SHORT TASK: Gather every line in the listing below that contains the string "with". Case counts.

____________

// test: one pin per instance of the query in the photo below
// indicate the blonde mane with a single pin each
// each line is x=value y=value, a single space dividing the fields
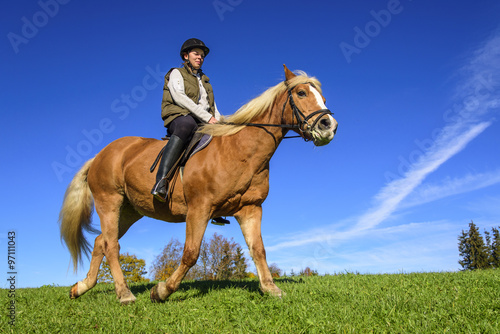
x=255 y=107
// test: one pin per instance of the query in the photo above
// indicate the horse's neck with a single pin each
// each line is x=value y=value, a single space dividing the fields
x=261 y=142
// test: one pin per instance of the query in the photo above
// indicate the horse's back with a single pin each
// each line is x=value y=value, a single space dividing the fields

____________

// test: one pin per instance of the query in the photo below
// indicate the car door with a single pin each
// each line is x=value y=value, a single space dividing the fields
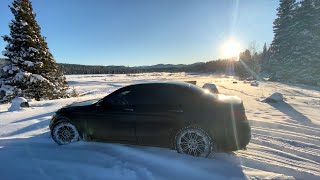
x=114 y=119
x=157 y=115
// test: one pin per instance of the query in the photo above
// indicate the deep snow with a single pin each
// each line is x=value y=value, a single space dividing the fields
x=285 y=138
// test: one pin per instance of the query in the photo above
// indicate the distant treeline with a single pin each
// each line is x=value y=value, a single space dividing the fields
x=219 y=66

____________

SOLVED PROBLEM:
// indicate the blonde mane with a single pin each
// indicate the horse's neck with a single pin each
// indicate the horse's back with a single pin each
// indicate the car door with a single pin each
// indicate the deep snow with a single pin each
// indicate the distant treeline with a single pin each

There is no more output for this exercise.